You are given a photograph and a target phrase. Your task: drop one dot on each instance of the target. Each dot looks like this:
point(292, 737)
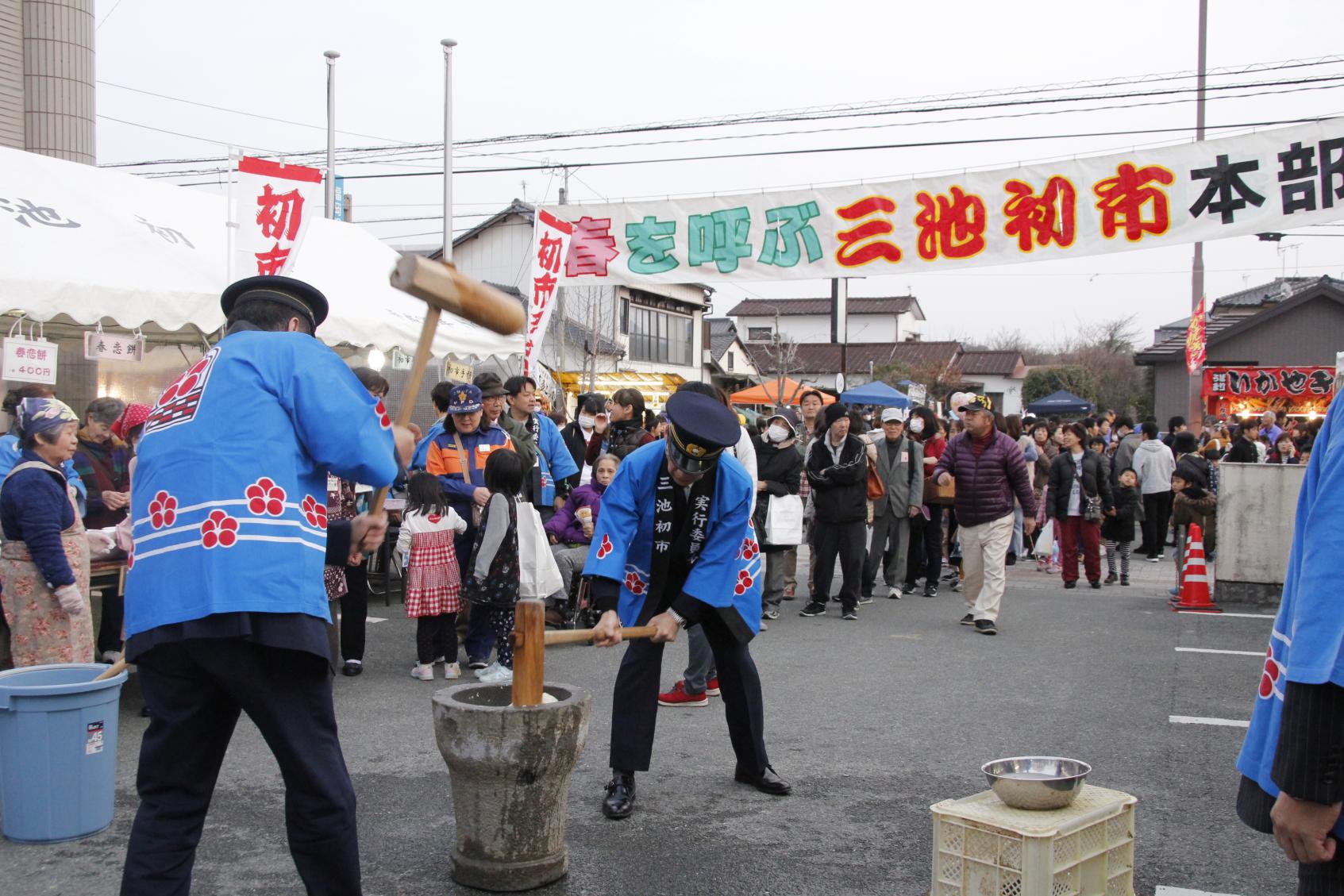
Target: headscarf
point(131, 418)
point(39, 414)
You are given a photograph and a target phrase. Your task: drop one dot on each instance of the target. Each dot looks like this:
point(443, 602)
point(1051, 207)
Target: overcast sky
point(526, 67)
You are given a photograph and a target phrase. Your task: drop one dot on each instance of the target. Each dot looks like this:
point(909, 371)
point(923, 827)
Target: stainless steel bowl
point(1037, 782)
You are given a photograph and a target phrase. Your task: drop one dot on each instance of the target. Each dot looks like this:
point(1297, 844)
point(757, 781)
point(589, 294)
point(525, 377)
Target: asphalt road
point(871, 721)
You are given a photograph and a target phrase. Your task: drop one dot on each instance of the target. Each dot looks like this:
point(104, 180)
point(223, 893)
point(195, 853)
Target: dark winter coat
point(987, 484)
point(1129, 510)
point(780, 467)
point(840, 490)
point(1096, 481)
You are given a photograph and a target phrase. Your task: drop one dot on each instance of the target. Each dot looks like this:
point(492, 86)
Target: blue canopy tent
point(875, 393)
point(1061, 402)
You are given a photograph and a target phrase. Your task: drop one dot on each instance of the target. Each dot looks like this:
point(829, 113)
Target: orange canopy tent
point(769, 394)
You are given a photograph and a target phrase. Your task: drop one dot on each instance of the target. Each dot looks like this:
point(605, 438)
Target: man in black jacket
point(838, 471)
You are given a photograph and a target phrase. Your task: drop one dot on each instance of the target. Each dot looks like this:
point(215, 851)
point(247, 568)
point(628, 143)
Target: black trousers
point(1157, 511)
point(114, 613)
point(354, 612)
point(634, 704)
point(194, 690)
point(847, 541)
point(926, 547)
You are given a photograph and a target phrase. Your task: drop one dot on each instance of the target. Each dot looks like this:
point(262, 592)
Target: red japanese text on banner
point(1146, 198)
point(271, 210)
point(1196, 339)
point(551, 244)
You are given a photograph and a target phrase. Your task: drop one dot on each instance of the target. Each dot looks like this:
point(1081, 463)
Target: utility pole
point(1195, 415)
point(329, 194)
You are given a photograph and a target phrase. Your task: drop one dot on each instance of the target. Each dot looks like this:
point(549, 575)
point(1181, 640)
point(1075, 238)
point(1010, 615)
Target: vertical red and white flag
point(550, 246)
point(1196, 340)
point(273, 206)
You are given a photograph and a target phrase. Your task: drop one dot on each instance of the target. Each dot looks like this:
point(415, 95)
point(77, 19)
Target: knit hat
point(40, 414)
point(131, 418)
point(834, 413)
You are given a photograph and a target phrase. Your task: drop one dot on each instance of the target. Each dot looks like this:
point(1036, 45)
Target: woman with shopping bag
point(779, 511)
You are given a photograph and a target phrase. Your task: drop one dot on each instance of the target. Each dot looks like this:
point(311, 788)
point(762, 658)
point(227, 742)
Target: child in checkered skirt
point(433, 581)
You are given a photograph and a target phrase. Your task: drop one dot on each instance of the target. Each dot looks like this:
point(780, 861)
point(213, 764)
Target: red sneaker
point(680, 698)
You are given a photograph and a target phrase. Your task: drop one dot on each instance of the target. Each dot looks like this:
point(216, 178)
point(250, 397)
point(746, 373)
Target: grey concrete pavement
point(872, 721)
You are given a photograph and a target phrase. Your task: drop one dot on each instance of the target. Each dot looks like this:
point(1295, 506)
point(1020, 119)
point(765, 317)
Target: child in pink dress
point(433, 581)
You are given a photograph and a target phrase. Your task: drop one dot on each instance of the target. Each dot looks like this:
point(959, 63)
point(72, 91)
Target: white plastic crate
point(985, 848)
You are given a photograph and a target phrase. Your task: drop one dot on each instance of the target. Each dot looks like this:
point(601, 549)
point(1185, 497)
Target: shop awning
point(83, 244)
point(655, 387)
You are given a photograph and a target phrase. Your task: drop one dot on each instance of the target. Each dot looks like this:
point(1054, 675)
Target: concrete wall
point(11, 74)
point(1256, 508)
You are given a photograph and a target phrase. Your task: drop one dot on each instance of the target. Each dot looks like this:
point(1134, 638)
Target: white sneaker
point(498, 676)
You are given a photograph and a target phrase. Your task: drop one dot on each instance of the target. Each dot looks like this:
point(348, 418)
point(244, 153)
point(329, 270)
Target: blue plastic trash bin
point(58, 752)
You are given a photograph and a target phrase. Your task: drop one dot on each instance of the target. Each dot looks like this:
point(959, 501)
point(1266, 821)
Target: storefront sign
point(1269, 382)
point(30, 360)
point(1268, 180)
point(114, 347)
point(275, 203)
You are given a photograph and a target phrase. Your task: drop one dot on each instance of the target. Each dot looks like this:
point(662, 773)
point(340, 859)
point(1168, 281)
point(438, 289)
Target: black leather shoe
point(620, 795)
point(766, 782)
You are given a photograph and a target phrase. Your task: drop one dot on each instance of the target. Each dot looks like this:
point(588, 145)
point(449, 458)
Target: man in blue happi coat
point(1293, 759)
point(674, 547)
point(226, 612)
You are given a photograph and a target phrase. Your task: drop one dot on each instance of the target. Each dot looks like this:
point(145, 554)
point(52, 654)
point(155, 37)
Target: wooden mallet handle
point(444, 289)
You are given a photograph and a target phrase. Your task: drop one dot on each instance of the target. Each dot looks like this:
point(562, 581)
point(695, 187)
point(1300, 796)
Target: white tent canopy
point(153, 256)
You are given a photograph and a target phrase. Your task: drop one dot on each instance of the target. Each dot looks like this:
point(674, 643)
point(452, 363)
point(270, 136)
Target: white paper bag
point(538, 574)
point(784, 520)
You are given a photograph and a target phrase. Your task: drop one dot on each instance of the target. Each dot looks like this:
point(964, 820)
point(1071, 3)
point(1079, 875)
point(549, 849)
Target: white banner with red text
point(271, 209)
point(1268, 180)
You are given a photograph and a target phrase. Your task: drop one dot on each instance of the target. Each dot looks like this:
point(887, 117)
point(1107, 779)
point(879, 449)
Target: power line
point(820, 113)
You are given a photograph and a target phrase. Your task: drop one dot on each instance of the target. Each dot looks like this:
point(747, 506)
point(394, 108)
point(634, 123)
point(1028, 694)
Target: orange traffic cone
point(1195, 594)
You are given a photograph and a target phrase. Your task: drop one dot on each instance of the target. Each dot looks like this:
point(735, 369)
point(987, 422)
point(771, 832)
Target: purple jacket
point(564, 525)
point(985, 485)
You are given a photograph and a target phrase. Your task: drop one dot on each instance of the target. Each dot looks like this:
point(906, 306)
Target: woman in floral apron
point(44, 558)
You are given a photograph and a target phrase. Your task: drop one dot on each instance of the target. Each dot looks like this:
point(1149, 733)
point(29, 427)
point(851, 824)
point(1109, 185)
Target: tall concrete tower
point(48, 79)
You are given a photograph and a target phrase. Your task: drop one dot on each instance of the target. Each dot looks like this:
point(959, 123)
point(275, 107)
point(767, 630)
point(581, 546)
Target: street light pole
point(1195, 409)
point(448, 44)
point(329, 192)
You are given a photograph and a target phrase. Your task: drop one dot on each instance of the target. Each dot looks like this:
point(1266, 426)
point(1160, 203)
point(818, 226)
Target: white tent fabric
point(155, 256)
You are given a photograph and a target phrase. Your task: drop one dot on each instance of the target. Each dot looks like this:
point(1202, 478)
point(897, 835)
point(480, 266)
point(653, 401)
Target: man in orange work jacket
point(457, 457)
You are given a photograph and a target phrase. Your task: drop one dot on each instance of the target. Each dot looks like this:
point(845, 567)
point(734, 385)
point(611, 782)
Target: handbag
point(784, 520)
point(538, 574)
point(876, 488)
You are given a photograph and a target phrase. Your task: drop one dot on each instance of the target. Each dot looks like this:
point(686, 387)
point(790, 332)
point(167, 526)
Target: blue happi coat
point(730, 567)
point(229, 500)
point(1307, 644)
point(554, 459)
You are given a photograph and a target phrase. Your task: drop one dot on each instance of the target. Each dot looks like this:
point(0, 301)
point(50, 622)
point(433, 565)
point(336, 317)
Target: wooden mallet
point(444, 289)
point(530, 642)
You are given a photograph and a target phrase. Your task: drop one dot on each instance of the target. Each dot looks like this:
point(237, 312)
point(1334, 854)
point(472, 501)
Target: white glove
point(71, 599)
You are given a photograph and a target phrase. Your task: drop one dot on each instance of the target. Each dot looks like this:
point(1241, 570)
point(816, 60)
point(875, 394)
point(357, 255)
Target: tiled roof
point(989, 363)
point(574, 332)
point(824, 358)
point(765, 306)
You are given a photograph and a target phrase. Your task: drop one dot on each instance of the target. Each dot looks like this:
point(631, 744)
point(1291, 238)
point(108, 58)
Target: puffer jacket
point(839, 490)
point(987, 484)
point(1096, 483)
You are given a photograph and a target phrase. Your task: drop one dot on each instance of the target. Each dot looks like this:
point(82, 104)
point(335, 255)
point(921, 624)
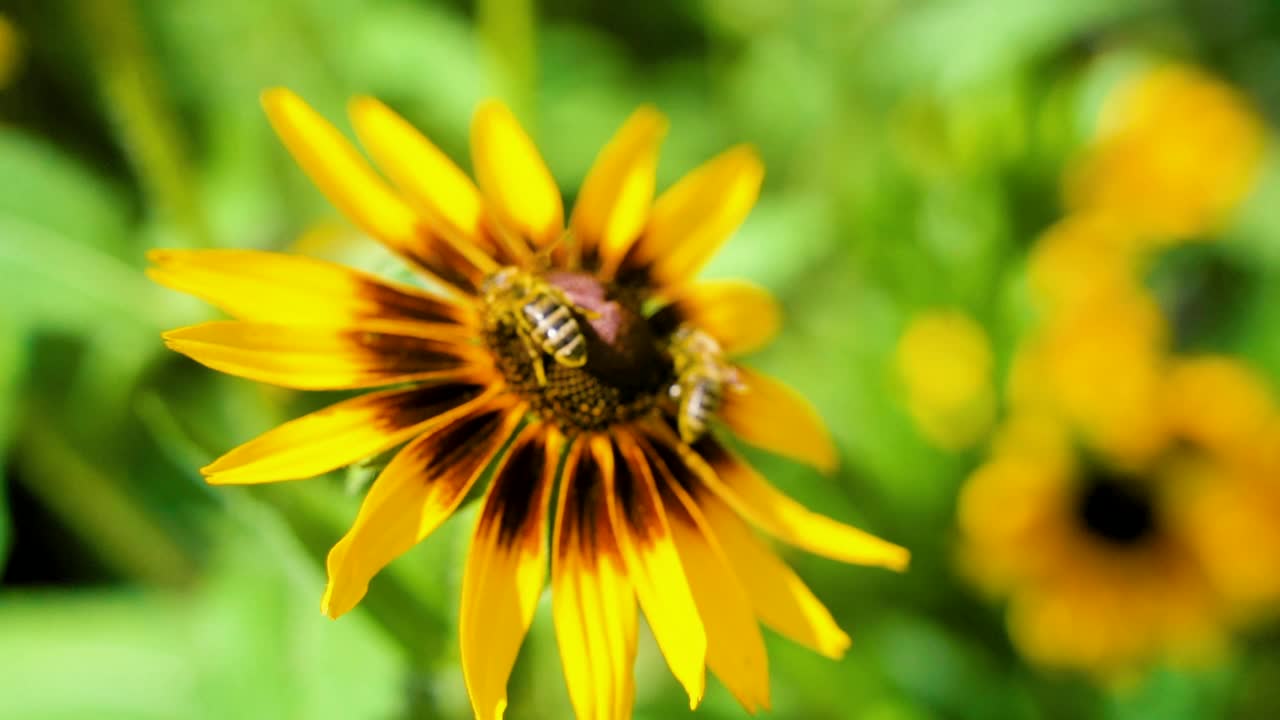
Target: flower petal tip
point(897, 559)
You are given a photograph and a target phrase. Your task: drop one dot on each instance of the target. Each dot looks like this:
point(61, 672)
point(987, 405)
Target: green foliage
point(913, 151)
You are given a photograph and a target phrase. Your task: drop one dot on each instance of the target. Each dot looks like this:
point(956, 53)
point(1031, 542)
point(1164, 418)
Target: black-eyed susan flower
point(545, 351)
point(946, 367)
point(1111, 561)
point(1176, 150)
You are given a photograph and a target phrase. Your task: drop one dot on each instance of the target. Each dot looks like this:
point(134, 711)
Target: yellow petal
point(429, 178)
point(653, 564)
point(780, 597)
point(592, 600)
point(310, 358)
point(740, 315)
point(695, 217)
point(735, 648)
point(342, 174)
point(513, 176)
point(417, 167)
point(274, 287)
point(613, 204)
point(506, 568)
point(344, 433)
point(417, 491)
point(771, 415)
point(752, 496)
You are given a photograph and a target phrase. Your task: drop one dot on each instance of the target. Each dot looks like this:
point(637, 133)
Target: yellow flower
point(1080, 259)
point(10, 53)
point(945, 363)
point(1098, 365)
point(641, 515)
point(1176, 151)
point(1114, 561)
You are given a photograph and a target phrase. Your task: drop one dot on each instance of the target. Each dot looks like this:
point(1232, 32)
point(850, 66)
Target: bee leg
point(539, 370)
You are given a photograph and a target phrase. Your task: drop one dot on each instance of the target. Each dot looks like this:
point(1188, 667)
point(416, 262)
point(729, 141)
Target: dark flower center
point(1116, 507)
point(626, 370)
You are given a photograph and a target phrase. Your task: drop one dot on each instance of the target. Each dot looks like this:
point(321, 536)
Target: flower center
point(1116, 507)
point(625, 372)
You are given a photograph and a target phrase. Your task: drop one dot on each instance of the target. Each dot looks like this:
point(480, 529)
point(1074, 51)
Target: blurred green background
point(914, 151)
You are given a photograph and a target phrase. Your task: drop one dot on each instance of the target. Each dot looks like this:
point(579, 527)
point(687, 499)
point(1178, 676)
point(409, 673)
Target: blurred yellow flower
point(945, 363)
point(1080, 259)
point(544, 355)
point(1176, 151)
point(1098, 365)
point(1111, 563)
point(10, 51)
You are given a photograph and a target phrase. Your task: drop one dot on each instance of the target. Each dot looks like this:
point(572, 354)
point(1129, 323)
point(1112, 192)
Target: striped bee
point(702, 379)
point(543, 315)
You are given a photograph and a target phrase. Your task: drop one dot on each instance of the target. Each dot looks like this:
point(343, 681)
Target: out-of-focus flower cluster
point(1127, 507)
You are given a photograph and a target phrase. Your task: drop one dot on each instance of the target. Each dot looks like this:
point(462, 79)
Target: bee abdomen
point(556, 331)
point(702, 400)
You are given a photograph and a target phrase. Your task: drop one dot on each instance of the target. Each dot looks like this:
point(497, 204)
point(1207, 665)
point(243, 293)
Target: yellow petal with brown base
point(653, 563)
point(343, 176)
point(344, 433)
point(592, 598)
point(691, 219)
point(753, 497)
point(506, 566)
point(412, 496)
point(513, 177)
point(613, 204)
point(740, 315)
point(310, 358)
point(771, 415)
point(780, 597)
point(735, 647)
point(274, 287)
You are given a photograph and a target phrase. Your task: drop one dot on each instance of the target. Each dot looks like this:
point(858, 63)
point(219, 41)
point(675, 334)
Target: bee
point(543, 315)
point(702, 379)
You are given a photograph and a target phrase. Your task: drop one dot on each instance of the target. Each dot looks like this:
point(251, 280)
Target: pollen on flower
point(626, 372)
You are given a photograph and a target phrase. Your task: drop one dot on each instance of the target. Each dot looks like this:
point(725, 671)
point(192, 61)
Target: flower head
point(584, 355)
point(1176, 151)
point(1116, 555)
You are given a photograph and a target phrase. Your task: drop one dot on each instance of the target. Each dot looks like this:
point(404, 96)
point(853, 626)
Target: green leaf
point(13, 363)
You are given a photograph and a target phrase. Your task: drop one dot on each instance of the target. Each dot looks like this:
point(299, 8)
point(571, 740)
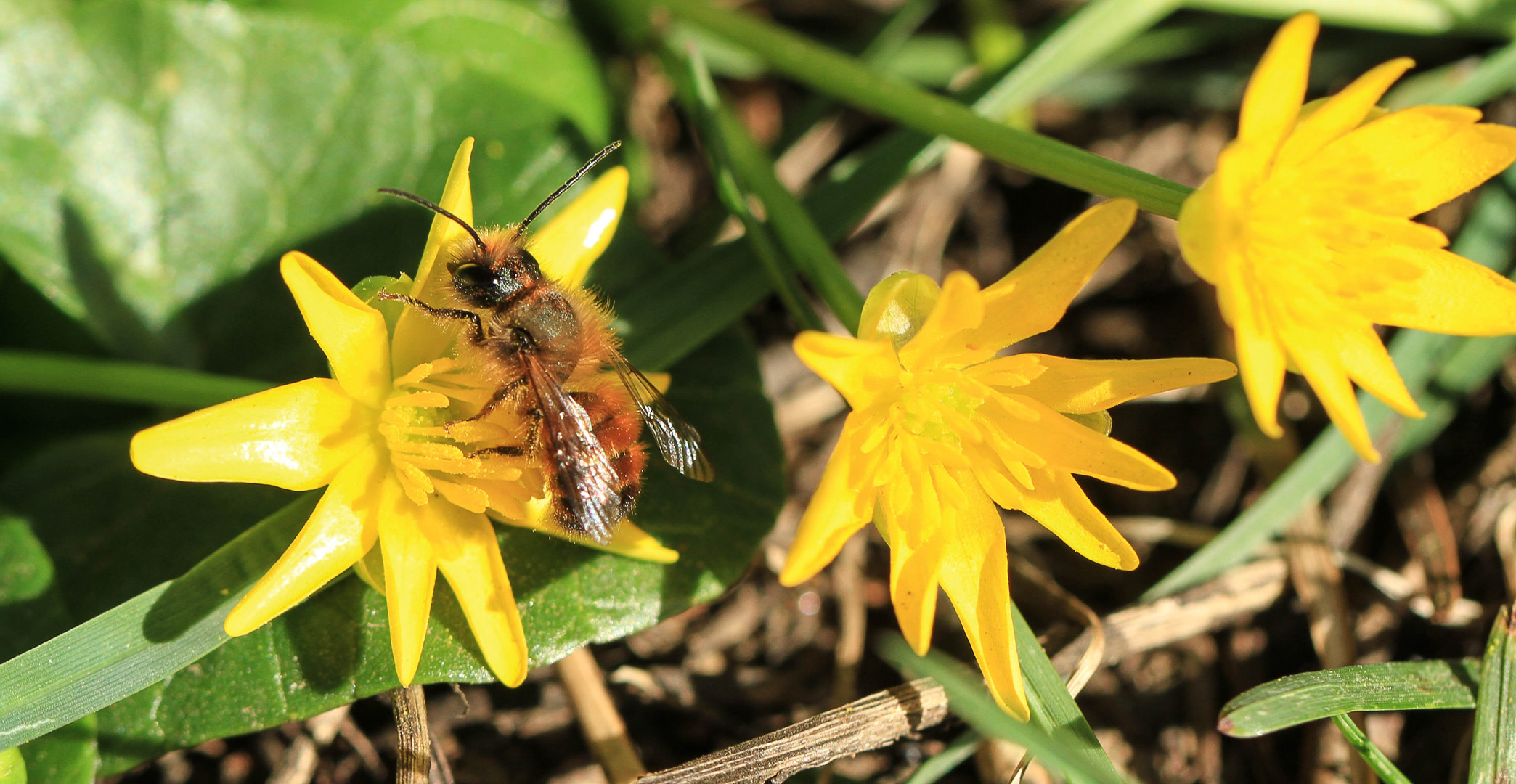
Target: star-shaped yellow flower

##########

• Exercise aim
Switch "headscarf" to "head covering" in the stretch from the start of the rows through the line containing "point(39, 414)", leaving all other wording unchanged. Reproduce only that stretch, and omit the picture from your answer.

• Output below
You are given a photograph and a target phrase. Your task: drop one dot on each instance of the target. Each dot looks like this:
point(292, 737)
Target: head covering
point(131, 418)
point(39, 414)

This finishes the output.